WHAT YOU ARE ASKED TO DO: Count the lines in the records below that contain the string "woman", treating uppercase and lowercase letters as distinct. Reply with the number alone.

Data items
.....
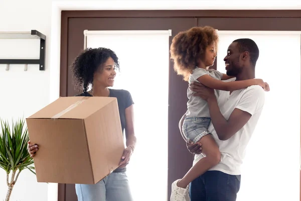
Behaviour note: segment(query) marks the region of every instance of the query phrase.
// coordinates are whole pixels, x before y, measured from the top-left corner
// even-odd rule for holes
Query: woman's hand
[[[36,144],[31,144],[30,141],[28,142],[27,152],[30,155],[30,157],[33,158],[36,155],[36,152],[39,150],[38,145]]]
[[[134,149],[131,146],[129,146],[124,149],[123,154],[119,163],[119,168],[125,167],[127,165],[133,151]]]

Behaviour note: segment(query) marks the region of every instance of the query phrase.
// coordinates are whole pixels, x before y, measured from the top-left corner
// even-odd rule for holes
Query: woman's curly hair
[[[213,42],[217,51],[218,36],[215,30],[209,26],[195,27],[177,34],[173,39],[170,53],[178,74],[188,81],[198,65],[198,60],[204,59],[207,47]]]
[[[83,91],[87,91],[89,85],[93,83],[95,72],[109,57],[114,60],[115,68],[119,70],[118,57],[109,49],[87,48],[81,52],[70,66],[75,89],[81,90],[83,87]]]

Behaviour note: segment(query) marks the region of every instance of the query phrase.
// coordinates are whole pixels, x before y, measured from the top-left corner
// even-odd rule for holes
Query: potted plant
[[[20,172],[28,169],[36,173],[33,171],[34,160],[27,152],[29,135],[27,128],[25,128],[25,121],[13,121],[12,129],[7,121],[0,121],[0,167],[7,173],[8,189],[5,200],[9,201]]]

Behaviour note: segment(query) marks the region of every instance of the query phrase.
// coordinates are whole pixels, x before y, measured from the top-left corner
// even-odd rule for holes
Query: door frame
[[[283,21],[280,21],[279,22],[277,21],[279,19],[278,18],[281,18],[281,19],[293,18],[294,19],[297,19],[301,20],[301,10],[62,11],[60,95],[61,96],[67,96],[67,77],[68,67],[67,60],[68,52],[68,21],[70,19],[73,18],[179,17],[195,18],[197,21],[197,24],[198,25],[199,24],[198,21],[199,19],[202,19],[202,18],[221,18],[223,19],[223,20],[227,20],[227,19],[233,18],[272,19],[275,22],[277,21],[277,23],[272,23],[269,25],[268,27],[264,26],[259,27],[256,31],[301,31],[301,26],[298,24],[294,24],[290,22],[284,23]],[[232,30],[234,29],[234,30],[239,30],[239,25],[237,25],[236,27],[236,28],[232,28]],[[169,140],[170,139],[169,139]],[[301,141],[300,143],[301,144]],[[300,182],[301,183],[301,173],[300,175]],[[169,185],[170,184],[169,183]],[[66,194],[65,184],[59,184],[58,200],[65,201],[66,195],[67,195]],[[301,200],[301,189],[300,190],[300,197]]]

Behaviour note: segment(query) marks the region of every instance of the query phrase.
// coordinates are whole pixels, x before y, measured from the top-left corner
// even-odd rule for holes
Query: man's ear
[[[249,57],[250,57],[250,53],[249,53],[249,52],[248,52],[247,51],[245,51],[242,53],[242,59],[245,60],[248,59]]]

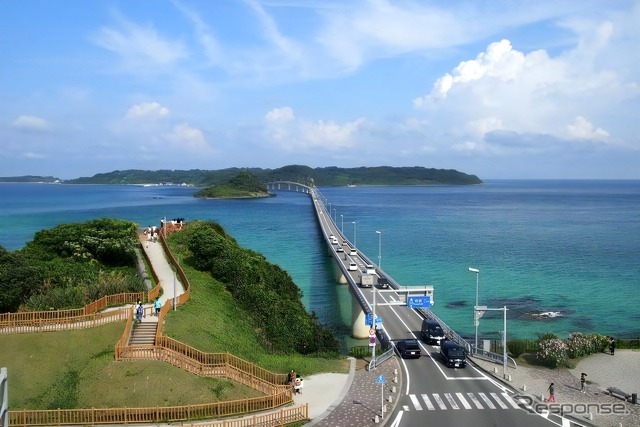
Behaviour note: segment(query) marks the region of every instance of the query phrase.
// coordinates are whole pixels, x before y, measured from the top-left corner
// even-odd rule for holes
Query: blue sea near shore
[[[345,236],[371,260],[380,254],[382,268],[400,284],[433,285],[433,311],[464,336],[474,334],[476,275],[469,267],[480,270],[479,304],[509,309],[510,338],[577,331],[640,336],[640,181],[320,190]],[[19,249],[41,229],[101,217],[141,227],[164,217],[211,219],[287,270],[323,323],[350,333],[350,296],[335,283],[308,196],[204,200],[194,192],[0,184],[0,245]],[[559,316],[537,316],[544,312]],[[479,336],[495,339],[502,329],[502,313],[487,312]]]

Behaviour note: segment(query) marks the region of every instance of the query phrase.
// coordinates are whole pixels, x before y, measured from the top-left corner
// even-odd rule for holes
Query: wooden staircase
[[[142,321],[133,326],[128,345],[155,345],[158,322]]]

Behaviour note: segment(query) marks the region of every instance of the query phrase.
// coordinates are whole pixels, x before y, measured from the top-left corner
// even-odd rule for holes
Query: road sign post
[[[384,418],[384,385],[387,383],[387,380],[384,378],[384,375],[380,375],[376,378],[376,383],[380,384],[380,416]]]

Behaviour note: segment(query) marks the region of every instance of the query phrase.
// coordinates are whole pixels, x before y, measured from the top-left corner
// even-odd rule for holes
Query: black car
[[[396,351],[403,359],[417,358],[422,355],[418,340],[402,340],[396,343]]]

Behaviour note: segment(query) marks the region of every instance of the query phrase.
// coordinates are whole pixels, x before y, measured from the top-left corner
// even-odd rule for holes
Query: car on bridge
[[[417,359],[422,356],[422,351],[420,350],[420,344],[418,344],[418,340],[407,339],[400,340],[395,345],[396,351],[403,359]]]

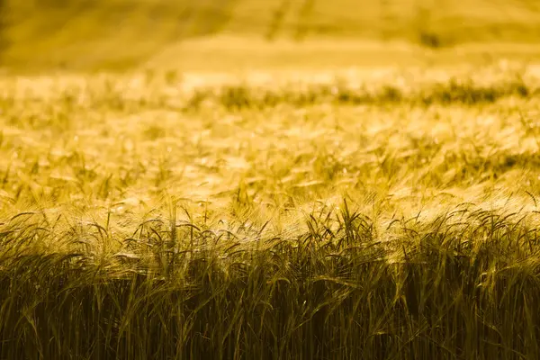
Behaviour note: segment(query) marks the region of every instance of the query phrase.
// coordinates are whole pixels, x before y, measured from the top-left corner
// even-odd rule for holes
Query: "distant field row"
[[[0,21],[0,42],[7,44],[1,50],[0,58],[4,66],[19,71],[51,68],[122,70],[146,64],[157,56],[161,57],[159,64],[167,66],[178,60],[199,66],[208,61],[206,69],[216,63],[220,67],[235,66],[238,59],[250,64],[252,57],[256,65],[284,66],[290,65],[291,57],[292,60],[296,58],[298,66],[310,61],[330,62],[346,56],[360,62],[362,58],[377,57],[374,52],[363,55],[362,50],[339,56],[334,50],[327,58],[328,54],[324,51],[304,50],[296,55],[287,55],[291,51],[286,50],[280,60],[272,52],[284,55],[283,47],[254,54],[248,41],[241,54],[232,57],[234,60],[223,49],[206,58],[199,56],[197,44],[195,54],[191,54],[190,47],[179,51],[179,44],[185,40],[216,36],[224,39],[219,48],[226,47],[228,39],[240,38],[254,40],[256,48],[261,40],[303,40],[314,41],[315,49],[316,40],[320,39],[354,40],[358,44],[398,41],[428,49],[493,41],[531,44],[540,39],[539,6],[526,0],[472,0],[466,6],[452,0],[12,3],[6,3],[7,17]],[[261,64],[265,57],[273,58]],[[220,58],[224,60],[216,60]]]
.....
SOLVED PROBLEM: 2